• _Task instructions_: Retrieve each line that contains the word "dorsal" from the entries below.

▬▬▬

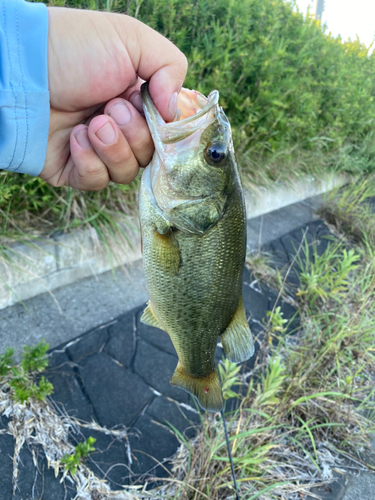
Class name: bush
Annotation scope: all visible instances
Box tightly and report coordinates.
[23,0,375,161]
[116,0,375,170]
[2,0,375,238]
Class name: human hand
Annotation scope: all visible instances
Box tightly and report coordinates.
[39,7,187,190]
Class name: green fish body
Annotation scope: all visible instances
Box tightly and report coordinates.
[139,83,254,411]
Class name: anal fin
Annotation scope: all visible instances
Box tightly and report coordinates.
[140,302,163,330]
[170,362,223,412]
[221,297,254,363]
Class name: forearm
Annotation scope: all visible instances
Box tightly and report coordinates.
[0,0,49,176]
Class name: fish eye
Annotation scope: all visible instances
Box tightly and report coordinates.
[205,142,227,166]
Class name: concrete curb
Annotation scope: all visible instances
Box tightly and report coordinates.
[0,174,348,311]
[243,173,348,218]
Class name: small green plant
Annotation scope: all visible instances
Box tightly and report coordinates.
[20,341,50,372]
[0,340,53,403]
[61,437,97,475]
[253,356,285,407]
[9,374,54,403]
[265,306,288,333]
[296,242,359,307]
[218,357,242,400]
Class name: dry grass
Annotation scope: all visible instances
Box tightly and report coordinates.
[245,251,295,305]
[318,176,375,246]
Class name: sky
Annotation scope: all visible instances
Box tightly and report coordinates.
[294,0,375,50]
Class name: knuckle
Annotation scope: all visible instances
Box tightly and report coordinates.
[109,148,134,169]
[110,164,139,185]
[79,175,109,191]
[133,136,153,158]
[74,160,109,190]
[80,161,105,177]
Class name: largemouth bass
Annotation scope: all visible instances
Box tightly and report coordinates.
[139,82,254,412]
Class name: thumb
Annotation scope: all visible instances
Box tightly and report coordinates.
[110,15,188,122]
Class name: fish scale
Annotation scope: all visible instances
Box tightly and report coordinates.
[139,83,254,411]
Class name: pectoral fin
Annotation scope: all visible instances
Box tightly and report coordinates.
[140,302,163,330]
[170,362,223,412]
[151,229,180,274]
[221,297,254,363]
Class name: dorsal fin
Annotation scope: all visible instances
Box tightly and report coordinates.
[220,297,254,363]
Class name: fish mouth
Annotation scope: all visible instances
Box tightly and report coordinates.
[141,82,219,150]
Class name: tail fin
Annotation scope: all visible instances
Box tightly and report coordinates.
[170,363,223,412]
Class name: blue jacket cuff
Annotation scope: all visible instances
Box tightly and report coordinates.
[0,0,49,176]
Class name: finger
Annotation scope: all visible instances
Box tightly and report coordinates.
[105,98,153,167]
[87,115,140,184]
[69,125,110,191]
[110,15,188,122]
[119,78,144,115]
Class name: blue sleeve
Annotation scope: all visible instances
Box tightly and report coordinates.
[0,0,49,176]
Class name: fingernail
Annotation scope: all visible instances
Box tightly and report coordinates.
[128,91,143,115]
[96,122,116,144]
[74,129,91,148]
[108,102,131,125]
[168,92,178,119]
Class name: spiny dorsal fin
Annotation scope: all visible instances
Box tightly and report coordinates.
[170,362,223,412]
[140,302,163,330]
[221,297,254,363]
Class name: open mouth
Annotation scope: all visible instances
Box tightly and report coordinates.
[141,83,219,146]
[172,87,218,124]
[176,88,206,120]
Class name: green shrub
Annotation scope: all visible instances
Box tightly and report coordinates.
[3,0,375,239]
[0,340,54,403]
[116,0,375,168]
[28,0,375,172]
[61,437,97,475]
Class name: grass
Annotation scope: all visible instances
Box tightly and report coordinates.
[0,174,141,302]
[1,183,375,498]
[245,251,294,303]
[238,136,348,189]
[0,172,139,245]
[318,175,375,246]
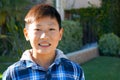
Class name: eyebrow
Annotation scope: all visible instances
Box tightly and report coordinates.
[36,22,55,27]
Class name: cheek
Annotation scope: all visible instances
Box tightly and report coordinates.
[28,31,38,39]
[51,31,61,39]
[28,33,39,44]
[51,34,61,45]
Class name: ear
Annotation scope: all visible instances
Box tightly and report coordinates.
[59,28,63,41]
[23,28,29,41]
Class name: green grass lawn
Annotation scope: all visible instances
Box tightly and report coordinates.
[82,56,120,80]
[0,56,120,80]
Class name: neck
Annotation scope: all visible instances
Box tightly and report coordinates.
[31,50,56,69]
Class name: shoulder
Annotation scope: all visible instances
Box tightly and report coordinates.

▬▬▬

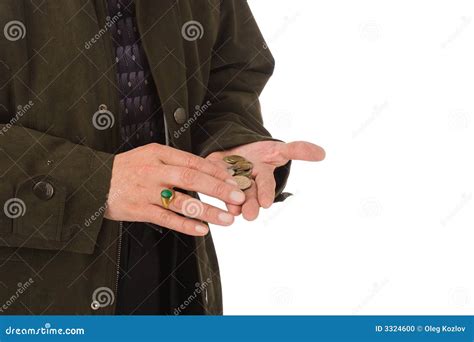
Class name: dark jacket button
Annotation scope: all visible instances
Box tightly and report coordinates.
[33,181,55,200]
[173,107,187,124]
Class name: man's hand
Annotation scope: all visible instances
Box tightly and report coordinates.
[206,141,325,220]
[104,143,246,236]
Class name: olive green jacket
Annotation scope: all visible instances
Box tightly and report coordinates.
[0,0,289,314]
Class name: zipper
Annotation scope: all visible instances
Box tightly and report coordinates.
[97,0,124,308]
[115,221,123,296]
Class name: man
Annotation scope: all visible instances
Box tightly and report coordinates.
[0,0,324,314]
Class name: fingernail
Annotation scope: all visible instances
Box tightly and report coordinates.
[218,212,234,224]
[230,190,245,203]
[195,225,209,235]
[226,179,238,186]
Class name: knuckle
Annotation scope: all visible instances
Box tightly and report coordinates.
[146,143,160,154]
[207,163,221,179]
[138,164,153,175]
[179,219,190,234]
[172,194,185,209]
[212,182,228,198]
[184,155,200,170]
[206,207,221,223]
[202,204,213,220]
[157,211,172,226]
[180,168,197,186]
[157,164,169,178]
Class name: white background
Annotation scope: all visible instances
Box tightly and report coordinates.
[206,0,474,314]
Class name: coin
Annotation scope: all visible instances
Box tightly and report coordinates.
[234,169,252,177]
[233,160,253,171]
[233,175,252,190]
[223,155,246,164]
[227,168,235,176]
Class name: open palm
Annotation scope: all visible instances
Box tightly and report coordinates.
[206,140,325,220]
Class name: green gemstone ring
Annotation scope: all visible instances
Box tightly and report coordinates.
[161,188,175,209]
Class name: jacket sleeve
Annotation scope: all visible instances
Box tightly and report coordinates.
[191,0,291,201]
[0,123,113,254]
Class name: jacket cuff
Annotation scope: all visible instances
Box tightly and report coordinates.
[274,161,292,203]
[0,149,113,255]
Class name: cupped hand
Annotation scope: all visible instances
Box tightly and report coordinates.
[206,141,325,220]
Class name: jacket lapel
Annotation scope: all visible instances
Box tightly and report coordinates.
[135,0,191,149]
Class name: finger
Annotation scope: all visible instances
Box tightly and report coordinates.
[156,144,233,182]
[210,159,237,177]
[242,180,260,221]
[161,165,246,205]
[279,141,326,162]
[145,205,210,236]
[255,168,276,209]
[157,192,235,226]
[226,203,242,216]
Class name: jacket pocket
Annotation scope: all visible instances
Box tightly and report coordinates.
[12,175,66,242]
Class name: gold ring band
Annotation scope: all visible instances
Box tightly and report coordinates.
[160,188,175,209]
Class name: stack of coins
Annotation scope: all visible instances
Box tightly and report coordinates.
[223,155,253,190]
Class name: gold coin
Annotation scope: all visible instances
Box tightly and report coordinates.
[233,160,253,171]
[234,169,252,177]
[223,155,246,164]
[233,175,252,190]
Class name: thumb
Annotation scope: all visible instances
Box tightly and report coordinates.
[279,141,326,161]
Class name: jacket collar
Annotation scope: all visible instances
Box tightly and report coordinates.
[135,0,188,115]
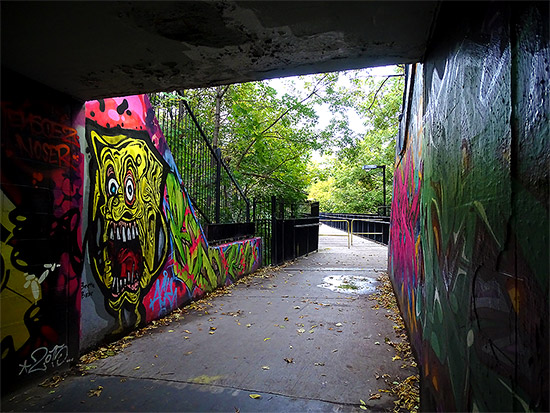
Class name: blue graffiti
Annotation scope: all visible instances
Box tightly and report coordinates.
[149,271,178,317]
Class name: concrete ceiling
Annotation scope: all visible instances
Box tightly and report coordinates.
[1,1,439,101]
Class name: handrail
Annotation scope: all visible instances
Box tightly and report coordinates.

▬▬▬

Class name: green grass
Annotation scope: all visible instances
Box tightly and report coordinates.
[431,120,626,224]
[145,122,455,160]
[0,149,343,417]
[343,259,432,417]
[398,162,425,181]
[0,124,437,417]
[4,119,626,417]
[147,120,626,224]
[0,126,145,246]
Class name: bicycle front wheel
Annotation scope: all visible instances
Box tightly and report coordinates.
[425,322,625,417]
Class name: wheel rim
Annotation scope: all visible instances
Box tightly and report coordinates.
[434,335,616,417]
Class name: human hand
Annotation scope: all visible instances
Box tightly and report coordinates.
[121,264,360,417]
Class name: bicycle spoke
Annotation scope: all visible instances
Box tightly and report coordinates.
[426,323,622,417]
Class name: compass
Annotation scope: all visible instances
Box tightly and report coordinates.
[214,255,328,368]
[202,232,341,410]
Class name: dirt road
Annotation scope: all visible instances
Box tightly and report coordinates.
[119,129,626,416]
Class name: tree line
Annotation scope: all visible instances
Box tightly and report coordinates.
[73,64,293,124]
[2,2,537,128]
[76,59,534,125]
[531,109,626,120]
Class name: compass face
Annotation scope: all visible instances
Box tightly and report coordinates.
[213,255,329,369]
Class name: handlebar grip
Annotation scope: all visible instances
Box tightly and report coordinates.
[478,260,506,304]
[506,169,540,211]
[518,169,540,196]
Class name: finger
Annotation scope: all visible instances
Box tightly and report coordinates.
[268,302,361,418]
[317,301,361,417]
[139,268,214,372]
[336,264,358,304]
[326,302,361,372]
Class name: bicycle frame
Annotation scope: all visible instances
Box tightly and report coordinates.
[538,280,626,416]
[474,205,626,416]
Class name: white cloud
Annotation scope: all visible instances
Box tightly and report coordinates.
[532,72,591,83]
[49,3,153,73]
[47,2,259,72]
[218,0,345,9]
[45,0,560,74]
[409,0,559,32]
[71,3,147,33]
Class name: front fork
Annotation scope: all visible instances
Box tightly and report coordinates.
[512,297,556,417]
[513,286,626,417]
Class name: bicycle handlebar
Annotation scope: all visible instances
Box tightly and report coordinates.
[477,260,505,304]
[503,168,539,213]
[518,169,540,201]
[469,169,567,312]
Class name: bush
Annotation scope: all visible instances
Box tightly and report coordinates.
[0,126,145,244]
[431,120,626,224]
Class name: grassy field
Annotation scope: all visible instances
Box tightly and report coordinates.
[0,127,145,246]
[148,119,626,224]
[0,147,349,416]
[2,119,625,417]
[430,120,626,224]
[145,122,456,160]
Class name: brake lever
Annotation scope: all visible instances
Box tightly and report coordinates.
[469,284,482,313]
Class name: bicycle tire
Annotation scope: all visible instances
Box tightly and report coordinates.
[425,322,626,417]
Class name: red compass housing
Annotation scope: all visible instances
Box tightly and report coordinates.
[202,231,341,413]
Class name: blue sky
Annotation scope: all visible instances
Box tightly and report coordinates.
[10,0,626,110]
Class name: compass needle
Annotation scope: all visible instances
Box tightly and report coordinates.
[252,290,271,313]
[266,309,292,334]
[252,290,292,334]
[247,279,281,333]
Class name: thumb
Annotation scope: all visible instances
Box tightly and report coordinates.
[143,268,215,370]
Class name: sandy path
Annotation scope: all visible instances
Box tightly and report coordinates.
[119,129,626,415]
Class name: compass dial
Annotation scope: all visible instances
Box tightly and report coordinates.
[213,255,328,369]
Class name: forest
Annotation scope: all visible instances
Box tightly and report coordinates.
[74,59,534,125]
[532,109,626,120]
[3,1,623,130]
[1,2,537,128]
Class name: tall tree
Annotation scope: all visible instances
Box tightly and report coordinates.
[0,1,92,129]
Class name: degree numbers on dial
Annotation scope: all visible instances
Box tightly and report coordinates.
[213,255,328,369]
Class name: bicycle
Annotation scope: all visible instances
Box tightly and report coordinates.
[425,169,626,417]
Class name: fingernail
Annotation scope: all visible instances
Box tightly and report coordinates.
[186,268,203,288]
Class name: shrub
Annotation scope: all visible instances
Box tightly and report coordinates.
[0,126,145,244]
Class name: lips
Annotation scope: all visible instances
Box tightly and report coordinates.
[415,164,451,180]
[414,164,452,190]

▬▬▬

• _Result for this task_:
Class name: dorsal fin
Class name: spiny dorsal fin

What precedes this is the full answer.